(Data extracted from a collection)
┄┄┄┄┄┄┄┄┄┄┄┄┄┄┄┄┄┄┄┄

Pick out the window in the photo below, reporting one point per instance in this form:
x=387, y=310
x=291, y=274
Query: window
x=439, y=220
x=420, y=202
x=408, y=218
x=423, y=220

┄┄┄┄┄┄┄┄┄┄┄┄┄┄┄┄┄┄┄┄

All of the records above are to be set down again exactly.

Pick out the window in the photo below, reporting one point per instance in this form:
x=387, y=310
x=291, y=274
Query: window
x=439, y=220
x=420, y=202
x=408, y=218
x=423, y=220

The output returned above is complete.